═══ RECORD EXTRACTS

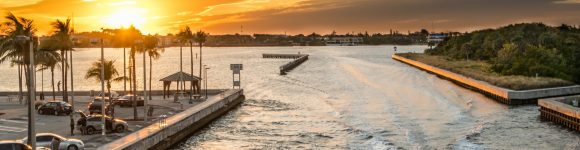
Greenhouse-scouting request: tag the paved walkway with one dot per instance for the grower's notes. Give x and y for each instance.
(13, 119)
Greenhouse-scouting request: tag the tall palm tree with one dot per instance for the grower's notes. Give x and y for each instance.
(49, 60)
(133, 35)
(150, 45)
(200, 38)
(111, 73)
(61, 40)
(13, 50)
(121, 39)
(185, 36)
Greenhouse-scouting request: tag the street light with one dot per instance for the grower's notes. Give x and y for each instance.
(103, 129)
(140, 42)
(205, 79)
(72, 124)
(31, 76)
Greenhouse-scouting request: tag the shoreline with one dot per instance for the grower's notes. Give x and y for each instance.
(503, 95)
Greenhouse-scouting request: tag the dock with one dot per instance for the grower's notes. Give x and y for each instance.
(298, 59)
(503, 95)
(282, 56)
(561, 111)
(167, 132)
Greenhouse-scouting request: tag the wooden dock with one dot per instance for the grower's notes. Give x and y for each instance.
(283, 56)
(298, 59)
(503, 95)
(560, 110)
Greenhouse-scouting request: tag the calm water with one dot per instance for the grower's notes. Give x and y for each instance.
(344, 98)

══════

WHAT TO PRODUCE: Each line from the one that holds "Greenhouse-scouting request: tag the dock" to the end of the records above should be transcribed exactly, both ends included.

ANSWER BELOW:
Greenhouse-scouting request: tag the dock with one dot per instance for the grower's notes. Give x and y for each instance.
(298, 59)
(503, 95)
(282, 56)
(561, 111)
(167, 132)
Greenhouse-scouting request: tag the wooden dock with one dot per instance for the grower's notes. Give x and y for each instance.
(283, 56)
(298, 59)
(503, 95)
(560, 110)
Greenhouse-scouting request: tag the calm water with one dot per instance for the grower's notes. Give x and y for each instance.
(344, 98)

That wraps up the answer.